Enquanto alguns alegam que a eletricidade seria mais versátil numa comparação até a biocombustíveis, tendo em vista que um motor elétrico não vá fazer distinção entre a energia gerada por usinas nucleares ou hidrelétricas por exemplo enquanto num motor "flex" tende a haver uma diferença no desempenho e no consumo alternando entre a gasolina e o etanol, ainda é justificável considerar a maior viabilidade da permanência do motor de combustão interna na matriz energética do transporte. Se por um lado é ainda mais indispensável em frotas militares que trafeguem por regiões onde não só a energia elétrica tem um fornecimento extremamente precário mas também a variação nas especificações dos combustíveis torna desejável um motor com capacidade multicombustível hoje predominantemente baseado na tecnologia dos motores Diesel tanto para os veículos quanto para equipamentos especiais como grupos geradores instalados nas bases militares tanto em território americano quanto nas missões em outros países, por outro convém recordar como intempéries podem prejudicar o fornecimento de eletricidade em algumas localidades mesmo com os Estados Unidos sendo um país desenvolvido. Só a temporada de furacões que geralmente afeta mais intensamente a Flórida já seria um motivo suficiente para considerar estúpida a hipótese de serviços como polícia, bombeiros e ambulâncias ficarem impossibilitados de atender às emergências, especialmente em momentos de maior vulnerabilidade, e portanto seria menos inoportuno eventualmente recorrer a veículos híbridos plug-in.

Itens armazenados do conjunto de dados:
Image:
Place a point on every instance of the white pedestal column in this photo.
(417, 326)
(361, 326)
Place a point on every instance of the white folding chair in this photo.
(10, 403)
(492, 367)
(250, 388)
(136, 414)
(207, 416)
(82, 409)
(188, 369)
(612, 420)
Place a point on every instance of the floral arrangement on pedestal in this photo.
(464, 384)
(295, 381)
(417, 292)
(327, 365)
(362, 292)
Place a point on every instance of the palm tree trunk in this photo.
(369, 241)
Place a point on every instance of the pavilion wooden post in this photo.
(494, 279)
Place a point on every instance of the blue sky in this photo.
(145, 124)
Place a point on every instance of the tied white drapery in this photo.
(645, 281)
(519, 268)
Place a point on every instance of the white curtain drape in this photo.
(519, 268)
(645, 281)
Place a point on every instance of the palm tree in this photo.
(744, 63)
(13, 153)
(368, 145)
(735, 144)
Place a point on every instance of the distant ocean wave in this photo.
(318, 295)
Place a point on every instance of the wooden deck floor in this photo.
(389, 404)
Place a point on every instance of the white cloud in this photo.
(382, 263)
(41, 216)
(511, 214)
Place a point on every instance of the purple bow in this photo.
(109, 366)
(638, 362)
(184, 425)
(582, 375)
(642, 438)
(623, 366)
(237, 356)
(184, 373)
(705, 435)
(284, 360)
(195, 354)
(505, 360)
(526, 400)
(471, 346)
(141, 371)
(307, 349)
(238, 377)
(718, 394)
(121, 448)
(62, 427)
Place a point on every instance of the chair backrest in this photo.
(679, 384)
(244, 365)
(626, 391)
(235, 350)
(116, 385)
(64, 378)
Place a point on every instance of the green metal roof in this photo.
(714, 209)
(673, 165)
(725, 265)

### O QUE SE PEDE
**a)** Traduza para o inglês esta frase do texto sobre motores elétricos e a combustão: "Só a temporada de furacões que geralmente afeta mais intensamente a Flórida já seria um motivo suficiente para considerar estúpida a hipótese de serviços como polícia, bombeiros e ambulâncias ficarem impossibilitados de atender às emergências, especialmente em momentos de maior vulnerabilidade, e portanto seria menos inoportuno eventualmente recorrer a veículos híbridos plug-in."
**b)** Prolongue o texto sobre motores elétricos e a combustão, começando logo depois da última frase dele.

### AS RESPOSTAS
**a)** The hurricane season alone, which usually hits Florida hardest, would already be reason enough to regard as stupid the idea of services such as police, firefighters and ambulances being unable to respond to emergencies, especially at moments of greater vulnerability, and therefore it would be less inappropriate to eventually turn to plug-in hybrid vehicles.

**b)**
Também se faz necessário frisar que tornou-se especialmente problemática a apresentação de sistemas híbridos como se fossem inerentemente antagônicos ao Diesel, inibindo alternativas que já até poderiam otimizar o uso de recursos energéticos para operadores cujas condições de rodagem inviabilizam que se recorra à eletrificação total das frotas, ou cuja abrangência geográfica da operação exija a versatilidade que não se replica sem a capacidade de gerar energia a bordo com o auxílio de um motor de combustão interna. E mesmo que o desenvolvimento de uma nova infra-estrutura especificamente para recarga das baterias de veículos elétricos já esteja em curso, é relevante considerar o impacto ambiental que alguns sistemas de geração de eletricidade apresentam não apenas a curto prazo mas também de médio a longo prazo, tanto pela complexidade que os sistemas de geração de energia alegadamente renováveis possam apresentar quanto pela proporção entre a área ocupada e a capacidade instalada. A utopia quanto ao uso de geradores eólicos e painéis solares eventualmente suprir os aumentos na demanda pela eletricidade a serem causados por frotas maciçamente eletrificadas acaba sendo o menor dos problemas, considerando tanto a necessidade de distribuir pontos de recarga rápida de baterias abrangendo um raio que permita à operação de veículos elétricos ter alguma previsibilidade no tocante à distância percorrida entre pontos de apoio quanto o fato de ser mais difícil trocar uma bancada de baterias por outra com mais carga em comparação a reabastecer um tanque de combustível com auxílio de uma "Jerry can" para retornar a um local com infra-estrutura mais consolidada.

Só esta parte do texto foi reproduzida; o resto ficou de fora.